- **GIVEN REQUEST 1**:
Retype the records below, starting at the line containing "Mark each instance of the countertop" and continuing through the last line of the records, with every character unchanged.

- **QUOTED PASSAGE**:
******************************

Davis Innovation Park- Brief Background and Next Steps

innovation-parkby Rob White

For a number of years, there has been a fair amount of discussion about the potential for an innovation park in Davis. This article discusses a very brief background of the recent activities that have led up to this discussion and an outline of next steps.


In December 2008, the City Council contracted with the Center for Strategic Economic Research (CSER) to conduct a Business Park Land Strategy (BPLS). The primary objective of the BPLS was to better understand Davis’ long-term economic future and provide guidance for future decisions regarding community economic development goals for the 2010-2035 timeframe. Specifically, the City Council wanted to gain a better understanding of long-term business growth implications and land use tradeoffs should the Cannery property be rezoned for primarily residential uses.

The results of the BPLS  were reported in October 2010, which concluded that:

1.     Davis economic development policies support knowledge-based business growth.

2.     Knowledge-based business provides substantial local economic value.

3.     Growth in knowledge-based industries has been steady.

4.     Opportunity for future business growth is strong.

5.     Future business growth will provide local economic benefit.

6.     Davis’ vacant commercial land inventory is limited, creating both immediate and future challenges for facilitating future business growth.

******************************

- **RECORDED DATA**:

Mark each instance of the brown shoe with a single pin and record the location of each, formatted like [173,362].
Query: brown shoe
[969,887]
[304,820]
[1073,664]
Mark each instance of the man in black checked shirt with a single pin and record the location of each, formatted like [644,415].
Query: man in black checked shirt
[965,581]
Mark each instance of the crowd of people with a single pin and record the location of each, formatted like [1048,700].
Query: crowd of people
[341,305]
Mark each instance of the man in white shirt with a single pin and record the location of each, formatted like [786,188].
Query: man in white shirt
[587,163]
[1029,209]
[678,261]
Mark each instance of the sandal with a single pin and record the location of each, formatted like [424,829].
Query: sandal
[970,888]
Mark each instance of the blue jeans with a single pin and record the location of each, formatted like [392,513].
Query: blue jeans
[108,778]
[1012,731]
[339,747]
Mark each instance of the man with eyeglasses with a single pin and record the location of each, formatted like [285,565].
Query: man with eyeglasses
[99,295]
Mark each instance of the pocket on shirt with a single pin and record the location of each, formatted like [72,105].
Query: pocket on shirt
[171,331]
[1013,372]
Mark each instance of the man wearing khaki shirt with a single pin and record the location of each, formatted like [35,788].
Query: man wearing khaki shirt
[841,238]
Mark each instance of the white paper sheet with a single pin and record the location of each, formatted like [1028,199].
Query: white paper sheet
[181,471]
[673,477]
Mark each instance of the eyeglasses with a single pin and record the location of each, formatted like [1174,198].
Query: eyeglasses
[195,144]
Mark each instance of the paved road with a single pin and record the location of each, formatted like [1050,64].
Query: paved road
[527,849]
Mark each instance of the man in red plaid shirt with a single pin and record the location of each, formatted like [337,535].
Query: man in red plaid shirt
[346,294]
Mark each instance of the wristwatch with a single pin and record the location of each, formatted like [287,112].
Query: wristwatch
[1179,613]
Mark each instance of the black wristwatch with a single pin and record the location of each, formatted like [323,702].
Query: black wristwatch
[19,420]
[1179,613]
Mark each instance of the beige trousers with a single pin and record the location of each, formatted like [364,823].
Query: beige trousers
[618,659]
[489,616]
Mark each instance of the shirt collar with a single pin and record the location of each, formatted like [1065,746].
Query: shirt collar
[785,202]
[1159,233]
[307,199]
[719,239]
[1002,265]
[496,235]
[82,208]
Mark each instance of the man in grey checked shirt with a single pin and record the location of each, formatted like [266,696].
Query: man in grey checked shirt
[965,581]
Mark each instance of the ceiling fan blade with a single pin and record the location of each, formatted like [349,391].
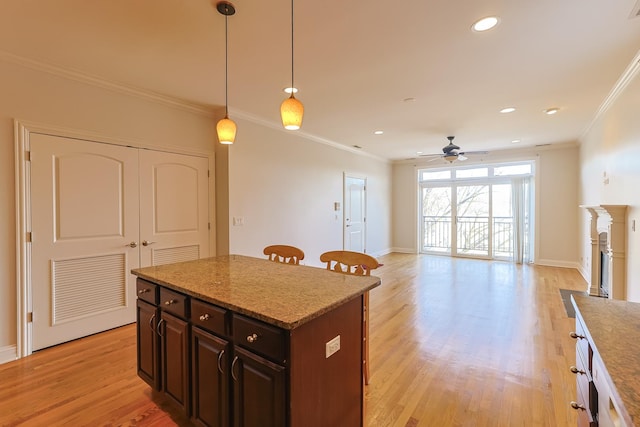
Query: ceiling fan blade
[473,152]
[448,148]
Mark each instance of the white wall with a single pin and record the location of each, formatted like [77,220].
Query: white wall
[556,202]
[285,186]
[53,100]
[612,147]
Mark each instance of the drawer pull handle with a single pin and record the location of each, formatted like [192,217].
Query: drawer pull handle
[151,322]
[576,406]
[576,370]
[233,364]
[220,362]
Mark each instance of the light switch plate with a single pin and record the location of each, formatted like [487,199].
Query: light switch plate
[332,347]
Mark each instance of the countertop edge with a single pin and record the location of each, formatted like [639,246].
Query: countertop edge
[257,315]
[611,381]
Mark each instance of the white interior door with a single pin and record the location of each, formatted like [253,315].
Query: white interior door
[355,213]
[174,211]
[84,215]
[98,211]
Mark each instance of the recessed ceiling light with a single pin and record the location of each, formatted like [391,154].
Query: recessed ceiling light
[485,24]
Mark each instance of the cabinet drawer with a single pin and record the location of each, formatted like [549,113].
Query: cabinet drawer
[209,317]
[174,302]
[147,291]
[259,337]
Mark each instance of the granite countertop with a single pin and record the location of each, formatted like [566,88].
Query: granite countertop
[280,294]
[613,327]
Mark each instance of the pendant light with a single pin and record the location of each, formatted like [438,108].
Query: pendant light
[226,127]
[291,110]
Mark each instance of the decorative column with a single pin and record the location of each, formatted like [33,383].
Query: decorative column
[613,220]
[594,283]
[616,246]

******************************

- **GIVEN REQUEST 2**:
Echo the section of the Davis innovation park article above from "1.     Davis economic" to "future business growth.", word for word.

- **TASK SOLUTION 1**:
Mark each instance of the countertop edge with a single pin and record the location of each, formatted like [639,246].
Query: countertop edge
[257,315]
[611,381]
Mark each instance of the white interior door with a single pin and record the location of each, formatted like [253,315].
Query: white interior door
[355,213]
[174,211]
[84,215]
[98,211]
Mark each instance of the recessed ceiling light with a single pin and record the location of each, formatted like [391,154].
Query: recessed ceiling light
[485,24]
Mark each instance of the cabinet drawer with a single pin and record the location of each, formatted like [549,113].
Query: cabinet drawer
[209,317]
[174,302]
[147,291]
[259,337]
Mark each instance of the granite countertop with a single pin and record the location of each, formatted like [566,88].
Query: granite countertop
[280,294]
[613,327]
Mark each instance of the pendant light with a single pin and record the location of each, formatted like [438,108].
Query: pendant light
[226,127]
[291,110]
Mark each instance of the decorative column with a single pin and record the location of each, formatted like [33,383].
Query: decorative column
[613,220]
[594,283]
[616,246]

- **TASK SOLUTION 2**:
1.     Davis economic development policies support knowledge-based business growth.

2.     Knowledge-based business provides substantial local economic value.

3.     Growth in knowledge-based industries has been steady.

4.     Opportunity for future business growth is strong.

5.     Future business growth will provide local economic benefit.

6.     Davis’ vacant commercial land inventory is limited, creating both immediate and future challenges for facilitating future business growth.